**Page excerpt**
--------------------
Activation Layer

Activation functions (or transfer functions) are linear or non linear equations which process the output of a Neural Network’s neuron and bound it into a limited range of values (usually [-1,1] or [0,1]).

In a fully connected neural network, the output of a simple neuron is the dot product between weight and input vectors, ranging from to -∞ to +∞ but most importantly the output is the result of a linear function. Linear functions are very simple to be dealt with, but they are limited in their complexity and thus in their learning power. Neural Networks without activation functions are just simple linear regression model. The introduction of non-linearity allow them to model a wide range of functions and to learn more complex relations in the pattern data. From a biological point of view, the activation function models the on/off state of a neuron in the output decision process.

Many activation functions were proposed during the years and each one has its characteristics but not an appropriate field of application. The better one to use in a particular situation is still an open question. Each one has its pro and cons, so each Neural Network libraries implements a wide range of activations and leaves the user to perform his own tests.

We stored the whole list of activation functions available in activations.py, with their own formulations and derivatives. An important feature of any activation function, in fact, is that it should be differentiable, since the main procedure of model optimization (Learning) implies the backpropagation of the error gradients.

The images below show some examples about the effect of the forward and backward pass of the activation layer on the same input picture:

examples of activation functions being applied to the same input image. From up to down: Relu, Logistic and Elu, for both forward pass and backward pass

The code used to generate those images can be found in this repository, after the activation layer class definition.

Below is shown an example on how to use the single layer to perform its forward and backward function:

# first the essential import for the library.
# after the installation:
from NumPyNet.layers.activation_layer import Activation_layer # class import
from NumPyNet import activations                              # here are contained all the activation funtions definitions

import numpy as np # the library is entirely based on numpy

# define a batch of images (even a single image is ok, but is important that it has all
# the four dimensions) in the format (batch, width, height, channels)

batch, w, h, c = (5, 100, 100, 3)
input = np.random.uniform(low=0., high=1., size=(batch, w, h, c)) # you can also import an image from file

# Activation function definition
Activ_func = activations.Relu() # it can also be:
                                #    activations.Relu (the class Relu, taken from activations.py)
--------------------
**Problem description**
Name every activation function that the activation layer page mentions by name.

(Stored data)
--------------------
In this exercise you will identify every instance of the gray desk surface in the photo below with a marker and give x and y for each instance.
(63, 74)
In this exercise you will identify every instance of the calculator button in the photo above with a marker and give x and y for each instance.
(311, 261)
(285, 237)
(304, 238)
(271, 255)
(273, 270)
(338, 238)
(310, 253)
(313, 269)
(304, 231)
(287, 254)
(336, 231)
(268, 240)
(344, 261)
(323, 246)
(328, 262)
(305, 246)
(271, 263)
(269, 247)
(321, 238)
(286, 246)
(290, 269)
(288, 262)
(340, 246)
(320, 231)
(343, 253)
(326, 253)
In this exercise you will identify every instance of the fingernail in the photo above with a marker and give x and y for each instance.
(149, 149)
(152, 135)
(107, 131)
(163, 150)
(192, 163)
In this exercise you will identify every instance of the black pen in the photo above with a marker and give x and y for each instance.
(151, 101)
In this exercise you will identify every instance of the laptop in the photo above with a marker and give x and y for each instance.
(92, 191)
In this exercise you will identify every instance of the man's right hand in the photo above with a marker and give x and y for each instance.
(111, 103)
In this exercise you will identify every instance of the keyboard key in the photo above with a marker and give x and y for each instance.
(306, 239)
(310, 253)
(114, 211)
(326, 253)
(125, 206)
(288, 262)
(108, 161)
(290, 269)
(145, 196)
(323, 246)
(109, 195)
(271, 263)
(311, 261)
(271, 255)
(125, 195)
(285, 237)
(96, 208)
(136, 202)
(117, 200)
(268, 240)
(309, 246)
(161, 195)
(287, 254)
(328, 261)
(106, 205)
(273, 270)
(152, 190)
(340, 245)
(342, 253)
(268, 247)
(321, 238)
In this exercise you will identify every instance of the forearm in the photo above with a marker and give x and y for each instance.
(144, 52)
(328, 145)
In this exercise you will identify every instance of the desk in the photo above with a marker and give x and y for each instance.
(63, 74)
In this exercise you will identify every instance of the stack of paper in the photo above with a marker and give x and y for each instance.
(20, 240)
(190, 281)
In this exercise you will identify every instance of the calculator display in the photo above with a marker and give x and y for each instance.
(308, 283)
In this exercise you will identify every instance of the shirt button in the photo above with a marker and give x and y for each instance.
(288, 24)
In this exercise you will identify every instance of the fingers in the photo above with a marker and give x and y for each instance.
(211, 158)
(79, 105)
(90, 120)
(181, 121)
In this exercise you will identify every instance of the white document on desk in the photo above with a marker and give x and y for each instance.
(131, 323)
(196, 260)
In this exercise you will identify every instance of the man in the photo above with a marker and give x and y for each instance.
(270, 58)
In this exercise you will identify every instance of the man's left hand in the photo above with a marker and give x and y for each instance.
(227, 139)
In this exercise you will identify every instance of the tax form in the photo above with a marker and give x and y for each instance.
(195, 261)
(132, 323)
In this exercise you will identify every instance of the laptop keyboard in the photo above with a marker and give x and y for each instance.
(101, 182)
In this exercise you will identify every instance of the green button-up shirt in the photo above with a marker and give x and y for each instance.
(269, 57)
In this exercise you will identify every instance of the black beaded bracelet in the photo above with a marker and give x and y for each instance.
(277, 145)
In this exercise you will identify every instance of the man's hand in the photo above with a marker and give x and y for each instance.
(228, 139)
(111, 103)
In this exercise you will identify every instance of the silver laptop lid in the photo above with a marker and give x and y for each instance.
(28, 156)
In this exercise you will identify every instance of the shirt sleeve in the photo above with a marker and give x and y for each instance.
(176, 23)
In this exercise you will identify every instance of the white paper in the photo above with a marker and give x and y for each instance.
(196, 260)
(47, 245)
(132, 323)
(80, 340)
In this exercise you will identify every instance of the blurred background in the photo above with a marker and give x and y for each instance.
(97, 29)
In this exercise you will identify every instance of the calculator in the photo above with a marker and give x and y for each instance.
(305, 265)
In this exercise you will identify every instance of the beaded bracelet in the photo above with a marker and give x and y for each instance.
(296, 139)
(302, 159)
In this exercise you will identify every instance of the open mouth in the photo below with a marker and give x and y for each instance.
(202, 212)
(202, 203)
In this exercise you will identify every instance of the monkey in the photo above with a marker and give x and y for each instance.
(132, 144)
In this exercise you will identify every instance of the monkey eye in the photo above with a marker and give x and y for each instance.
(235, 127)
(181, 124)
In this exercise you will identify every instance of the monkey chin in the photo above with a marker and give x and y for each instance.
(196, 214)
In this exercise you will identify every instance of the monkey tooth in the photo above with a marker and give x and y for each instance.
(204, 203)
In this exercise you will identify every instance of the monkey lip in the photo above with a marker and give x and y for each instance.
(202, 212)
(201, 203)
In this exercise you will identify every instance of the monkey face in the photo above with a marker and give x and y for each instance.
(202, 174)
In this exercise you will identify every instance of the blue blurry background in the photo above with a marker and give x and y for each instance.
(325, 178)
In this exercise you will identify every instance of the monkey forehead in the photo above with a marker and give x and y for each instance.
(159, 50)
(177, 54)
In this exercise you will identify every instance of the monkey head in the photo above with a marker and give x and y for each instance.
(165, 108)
--------------------
**Reply to the exercise**
Relu, Logistic, Elu